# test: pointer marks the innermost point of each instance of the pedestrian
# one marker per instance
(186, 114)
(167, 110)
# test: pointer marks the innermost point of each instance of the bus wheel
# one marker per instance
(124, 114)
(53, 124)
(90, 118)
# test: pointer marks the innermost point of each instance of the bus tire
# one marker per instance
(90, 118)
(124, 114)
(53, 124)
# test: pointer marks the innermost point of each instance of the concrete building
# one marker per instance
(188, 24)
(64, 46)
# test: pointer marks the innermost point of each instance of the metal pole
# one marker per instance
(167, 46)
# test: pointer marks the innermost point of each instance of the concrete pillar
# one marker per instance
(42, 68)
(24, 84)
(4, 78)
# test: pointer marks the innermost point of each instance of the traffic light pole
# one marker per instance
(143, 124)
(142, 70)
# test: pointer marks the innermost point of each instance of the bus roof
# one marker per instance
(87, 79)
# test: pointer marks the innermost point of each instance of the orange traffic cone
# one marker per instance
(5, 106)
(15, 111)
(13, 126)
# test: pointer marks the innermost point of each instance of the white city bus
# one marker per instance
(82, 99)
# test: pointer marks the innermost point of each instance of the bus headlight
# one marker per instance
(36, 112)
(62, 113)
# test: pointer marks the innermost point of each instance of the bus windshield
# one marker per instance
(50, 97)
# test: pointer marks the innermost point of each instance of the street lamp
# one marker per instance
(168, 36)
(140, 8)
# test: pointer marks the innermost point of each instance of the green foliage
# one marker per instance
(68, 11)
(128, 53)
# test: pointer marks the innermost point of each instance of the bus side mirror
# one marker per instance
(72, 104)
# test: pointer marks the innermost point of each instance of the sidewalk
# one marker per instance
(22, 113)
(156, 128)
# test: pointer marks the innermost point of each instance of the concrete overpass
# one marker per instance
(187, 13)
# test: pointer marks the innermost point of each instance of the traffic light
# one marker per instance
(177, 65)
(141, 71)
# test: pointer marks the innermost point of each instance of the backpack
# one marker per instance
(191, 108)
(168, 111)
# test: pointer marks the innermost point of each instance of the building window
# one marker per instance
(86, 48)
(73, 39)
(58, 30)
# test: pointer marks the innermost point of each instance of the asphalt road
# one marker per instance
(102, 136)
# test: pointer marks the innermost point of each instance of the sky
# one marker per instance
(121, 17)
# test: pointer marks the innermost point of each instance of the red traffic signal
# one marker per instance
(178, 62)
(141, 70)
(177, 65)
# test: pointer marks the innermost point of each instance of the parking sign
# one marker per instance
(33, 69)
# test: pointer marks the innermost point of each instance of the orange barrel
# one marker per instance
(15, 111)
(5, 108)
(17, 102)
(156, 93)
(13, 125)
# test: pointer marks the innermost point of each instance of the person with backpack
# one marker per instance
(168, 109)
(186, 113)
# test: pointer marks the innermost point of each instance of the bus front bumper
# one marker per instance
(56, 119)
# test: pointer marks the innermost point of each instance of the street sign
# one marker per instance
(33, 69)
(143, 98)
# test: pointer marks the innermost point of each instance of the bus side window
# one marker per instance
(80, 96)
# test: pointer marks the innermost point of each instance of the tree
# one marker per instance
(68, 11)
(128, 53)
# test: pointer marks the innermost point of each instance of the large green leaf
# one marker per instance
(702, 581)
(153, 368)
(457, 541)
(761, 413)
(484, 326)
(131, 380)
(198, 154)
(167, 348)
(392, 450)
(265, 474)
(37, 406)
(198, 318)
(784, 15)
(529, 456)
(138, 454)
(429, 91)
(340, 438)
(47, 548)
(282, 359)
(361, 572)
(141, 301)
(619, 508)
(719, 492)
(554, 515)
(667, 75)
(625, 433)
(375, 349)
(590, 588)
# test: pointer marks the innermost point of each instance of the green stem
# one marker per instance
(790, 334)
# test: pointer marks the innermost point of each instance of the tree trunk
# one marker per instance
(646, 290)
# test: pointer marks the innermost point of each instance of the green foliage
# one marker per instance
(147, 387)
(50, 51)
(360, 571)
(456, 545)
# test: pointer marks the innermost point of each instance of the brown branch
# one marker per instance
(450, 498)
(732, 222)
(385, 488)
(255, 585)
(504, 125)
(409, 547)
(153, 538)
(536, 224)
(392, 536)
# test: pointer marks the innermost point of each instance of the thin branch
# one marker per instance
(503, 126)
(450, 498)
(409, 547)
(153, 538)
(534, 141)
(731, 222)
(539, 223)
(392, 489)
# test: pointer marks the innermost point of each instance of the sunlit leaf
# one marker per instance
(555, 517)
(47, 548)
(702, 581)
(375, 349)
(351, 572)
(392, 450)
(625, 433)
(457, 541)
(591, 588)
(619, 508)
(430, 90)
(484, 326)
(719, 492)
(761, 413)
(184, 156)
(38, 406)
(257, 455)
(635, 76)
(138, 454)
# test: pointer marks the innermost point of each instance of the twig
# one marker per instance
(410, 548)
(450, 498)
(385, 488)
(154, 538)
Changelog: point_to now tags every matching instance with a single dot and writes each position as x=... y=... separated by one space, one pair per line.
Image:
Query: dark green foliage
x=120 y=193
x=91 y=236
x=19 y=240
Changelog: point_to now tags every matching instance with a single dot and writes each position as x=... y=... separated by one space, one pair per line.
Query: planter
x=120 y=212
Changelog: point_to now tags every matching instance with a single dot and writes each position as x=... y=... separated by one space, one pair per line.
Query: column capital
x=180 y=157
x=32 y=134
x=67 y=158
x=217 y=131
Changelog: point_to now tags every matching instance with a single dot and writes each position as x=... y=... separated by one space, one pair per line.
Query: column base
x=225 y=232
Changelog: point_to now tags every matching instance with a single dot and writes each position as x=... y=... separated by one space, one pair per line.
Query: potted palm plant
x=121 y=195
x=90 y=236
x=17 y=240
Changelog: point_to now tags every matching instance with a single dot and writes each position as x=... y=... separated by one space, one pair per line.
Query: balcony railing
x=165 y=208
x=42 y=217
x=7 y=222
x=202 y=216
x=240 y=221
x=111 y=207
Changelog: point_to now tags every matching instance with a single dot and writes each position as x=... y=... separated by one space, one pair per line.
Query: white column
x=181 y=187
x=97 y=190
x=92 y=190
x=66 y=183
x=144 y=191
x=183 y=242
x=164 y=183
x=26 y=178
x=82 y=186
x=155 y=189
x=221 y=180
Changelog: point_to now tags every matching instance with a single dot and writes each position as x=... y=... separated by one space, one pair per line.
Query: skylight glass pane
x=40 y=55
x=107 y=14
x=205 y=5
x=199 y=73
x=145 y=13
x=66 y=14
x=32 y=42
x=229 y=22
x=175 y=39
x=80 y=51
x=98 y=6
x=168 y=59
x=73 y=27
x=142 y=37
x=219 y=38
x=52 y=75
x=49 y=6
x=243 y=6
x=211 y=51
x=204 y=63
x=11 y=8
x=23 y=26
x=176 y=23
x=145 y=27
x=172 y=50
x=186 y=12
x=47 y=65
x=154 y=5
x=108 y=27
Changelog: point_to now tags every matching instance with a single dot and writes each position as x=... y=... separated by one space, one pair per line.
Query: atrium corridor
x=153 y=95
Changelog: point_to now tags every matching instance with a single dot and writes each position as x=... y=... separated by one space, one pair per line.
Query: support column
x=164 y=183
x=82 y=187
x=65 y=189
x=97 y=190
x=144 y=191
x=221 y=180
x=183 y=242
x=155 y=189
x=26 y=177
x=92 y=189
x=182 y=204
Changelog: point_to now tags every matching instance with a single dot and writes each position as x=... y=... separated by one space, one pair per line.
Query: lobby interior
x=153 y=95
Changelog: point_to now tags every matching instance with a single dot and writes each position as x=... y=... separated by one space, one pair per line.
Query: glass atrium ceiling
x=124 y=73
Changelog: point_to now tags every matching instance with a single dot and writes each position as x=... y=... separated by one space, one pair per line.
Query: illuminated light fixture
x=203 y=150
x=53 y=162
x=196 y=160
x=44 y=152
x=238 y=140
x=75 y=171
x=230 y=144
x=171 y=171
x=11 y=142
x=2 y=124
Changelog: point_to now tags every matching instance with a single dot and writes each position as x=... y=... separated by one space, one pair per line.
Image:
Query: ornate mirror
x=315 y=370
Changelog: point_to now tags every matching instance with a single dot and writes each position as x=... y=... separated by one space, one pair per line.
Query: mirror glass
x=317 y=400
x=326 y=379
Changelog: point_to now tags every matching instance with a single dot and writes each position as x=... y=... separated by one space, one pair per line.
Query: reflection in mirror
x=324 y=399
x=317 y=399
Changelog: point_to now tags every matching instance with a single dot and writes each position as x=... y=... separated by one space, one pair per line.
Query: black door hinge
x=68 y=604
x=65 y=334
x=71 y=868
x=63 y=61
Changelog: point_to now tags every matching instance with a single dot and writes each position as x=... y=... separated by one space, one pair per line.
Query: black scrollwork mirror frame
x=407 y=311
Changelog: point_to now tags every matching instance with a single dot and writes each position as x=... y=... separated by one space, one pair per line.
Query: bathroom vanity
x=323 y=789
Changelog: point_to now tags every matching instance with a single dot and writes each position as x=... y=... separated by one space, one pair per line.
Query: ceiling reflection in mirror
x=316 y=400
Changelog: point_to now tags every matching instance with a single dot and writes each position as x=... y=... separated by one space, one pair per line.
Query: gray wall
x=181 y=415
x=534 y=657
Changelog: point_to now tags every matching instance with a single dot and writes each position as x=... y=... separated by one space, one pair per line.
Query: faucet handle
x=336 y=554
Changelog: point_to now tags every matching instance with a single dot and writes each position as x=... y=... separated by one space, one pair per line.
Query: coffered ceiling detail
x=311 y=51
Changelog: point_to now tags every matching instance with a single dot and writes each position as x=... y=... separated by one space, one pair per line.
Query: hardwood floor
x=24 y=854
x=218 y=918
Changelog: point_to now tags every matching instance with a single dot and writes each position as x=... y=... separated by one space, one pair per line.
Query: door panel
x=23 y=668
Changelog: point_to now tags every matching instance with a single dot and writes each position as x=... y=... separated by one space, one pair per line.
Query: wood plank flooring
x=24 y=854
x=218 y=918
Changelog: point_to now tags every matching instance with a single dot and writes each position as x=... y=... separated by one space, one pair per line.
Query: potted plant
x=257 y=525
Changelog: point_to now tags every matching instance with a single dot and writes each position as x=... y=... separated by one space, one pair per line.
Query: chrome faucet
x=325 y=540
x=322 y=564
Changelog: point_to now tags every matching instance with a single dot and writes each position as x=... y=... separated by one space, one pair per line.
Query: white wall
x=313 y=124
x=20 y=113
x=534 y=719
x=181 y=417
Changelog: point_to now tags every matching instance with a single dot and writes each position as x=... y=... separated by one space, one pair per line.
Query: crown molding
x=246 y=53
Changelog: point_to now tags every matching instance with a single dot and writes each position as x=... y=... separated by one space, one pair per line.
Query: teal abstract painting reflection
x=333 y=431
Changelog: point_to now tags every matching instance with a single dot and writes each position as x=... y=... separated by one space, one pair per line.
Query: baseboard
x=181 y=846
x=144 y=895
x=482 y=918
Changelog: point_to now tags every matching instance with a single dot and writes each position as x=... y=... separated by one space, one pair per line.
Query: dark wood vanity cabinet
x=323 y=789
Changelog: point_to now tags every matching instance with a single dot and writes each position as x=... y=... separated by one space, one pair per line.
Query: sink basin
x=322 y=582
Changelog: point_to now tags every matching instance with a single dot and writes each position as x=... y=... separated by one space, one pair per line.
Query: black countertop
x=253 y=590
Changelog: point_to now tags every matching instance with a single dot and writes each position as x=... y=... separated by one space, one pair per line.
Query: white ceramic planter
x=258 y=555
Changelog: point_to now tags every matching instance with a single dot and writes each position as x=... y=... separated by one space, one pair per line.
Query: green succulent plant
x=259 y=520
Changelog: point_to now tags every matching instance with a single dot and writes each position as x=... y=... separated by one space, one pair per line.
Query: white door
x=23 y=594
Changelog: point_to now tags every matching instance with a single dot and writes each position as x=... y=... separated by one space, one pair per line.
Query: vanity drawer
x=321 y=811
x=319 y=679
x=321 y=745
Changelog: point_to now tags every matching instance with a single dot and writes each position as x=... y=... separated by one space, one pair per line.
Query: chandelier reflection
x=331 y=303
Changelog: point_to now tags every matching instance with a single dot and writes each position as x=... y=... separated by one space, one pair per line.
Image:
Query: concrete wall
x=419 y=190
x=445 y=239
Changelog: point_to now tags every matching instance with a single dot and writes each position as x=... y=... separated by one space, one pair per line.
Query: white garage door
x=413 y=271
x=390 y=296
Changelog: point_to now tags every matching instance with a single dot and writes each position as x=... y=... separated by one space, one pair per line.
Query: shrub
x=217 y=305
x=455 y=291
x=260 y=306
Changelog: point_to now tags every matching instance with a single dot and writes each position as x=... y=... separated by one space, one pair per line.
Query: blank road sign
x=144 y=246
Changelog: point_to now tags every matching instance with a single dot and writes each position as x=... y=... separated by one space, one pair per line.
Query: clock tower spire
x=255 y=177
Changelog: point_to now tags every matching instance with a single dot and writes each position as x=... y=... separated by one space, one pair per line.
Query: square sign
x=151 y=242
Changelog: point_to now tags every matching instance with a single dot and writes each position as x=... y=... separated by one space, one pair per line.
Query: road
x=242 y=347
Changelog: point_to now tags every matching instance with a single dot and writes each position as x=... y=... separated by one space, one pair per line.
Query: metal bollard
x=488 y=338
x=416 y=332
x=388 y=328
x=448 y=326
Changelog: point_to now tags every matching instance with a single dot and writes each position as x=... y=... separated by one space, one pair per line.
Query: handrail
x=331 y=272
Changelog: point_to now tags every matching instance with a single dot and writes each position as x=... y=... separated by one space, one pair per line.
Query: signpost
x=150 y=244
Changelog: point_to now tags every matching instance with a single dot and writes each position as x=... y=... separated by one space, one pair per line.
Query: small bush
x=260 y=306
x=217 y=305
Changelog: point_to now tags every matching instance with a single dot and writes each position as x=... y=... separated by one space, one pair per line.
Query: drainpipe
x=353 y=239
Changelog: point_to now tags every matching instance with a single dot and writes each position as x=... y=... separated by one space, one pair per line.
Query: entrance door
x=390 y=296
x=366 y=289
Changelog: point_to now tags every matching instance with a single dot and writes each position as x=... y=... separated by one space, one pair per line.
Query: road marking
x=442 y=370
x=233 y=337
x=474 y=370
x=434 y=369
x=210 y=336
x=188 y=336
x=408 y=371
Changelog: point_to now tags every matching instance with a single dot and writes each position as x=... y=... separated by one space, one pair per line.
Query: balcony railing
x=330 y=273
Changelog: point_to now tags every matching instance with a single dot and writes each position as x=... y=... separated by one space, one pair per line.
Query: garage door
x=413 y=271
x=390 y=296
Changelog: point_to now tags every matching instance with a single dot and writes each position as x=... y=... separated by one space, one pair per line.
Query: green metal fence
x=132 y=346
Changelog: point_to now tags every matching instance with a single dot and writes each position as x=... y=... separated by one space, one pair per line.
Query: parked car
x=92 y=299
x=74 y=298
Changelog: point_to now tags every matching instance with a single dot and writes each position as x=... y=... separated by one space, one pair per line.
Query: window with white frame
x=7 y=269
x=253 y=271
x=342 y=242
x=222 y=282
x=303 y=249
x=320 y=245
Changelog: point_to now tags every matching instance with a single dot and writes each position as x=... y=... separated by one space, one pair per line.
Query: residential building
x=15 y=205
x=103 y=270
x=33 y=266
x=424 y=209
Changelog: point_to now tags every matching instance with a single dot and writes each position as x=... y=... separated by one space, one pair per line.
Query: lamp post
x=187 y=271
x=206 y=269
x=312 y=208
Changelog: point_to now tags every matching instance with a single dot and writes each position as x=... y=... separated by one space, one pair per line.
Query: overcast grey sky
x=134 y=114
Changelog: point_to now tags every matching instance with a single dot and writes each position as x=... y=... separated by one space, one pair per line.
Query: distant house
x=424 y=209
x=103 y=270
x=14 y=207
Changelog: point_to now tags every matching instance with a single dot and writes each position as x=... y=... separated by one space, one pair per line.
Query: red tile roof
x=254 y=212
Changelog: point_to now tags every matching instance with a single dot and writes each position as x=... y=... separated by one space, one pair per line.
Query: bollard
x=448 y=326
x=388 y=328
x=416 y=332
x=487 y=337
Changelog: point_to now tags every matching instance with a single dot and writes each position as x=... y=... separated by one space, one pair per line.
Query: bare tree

---*---

Please show every line in the rows above that contains the word "leaf".

* Result of the task
# test: pointer marks the innermost point of each instance of the large green leaf
# test: pointer marks the innermost point of each instance of the sunlit leaf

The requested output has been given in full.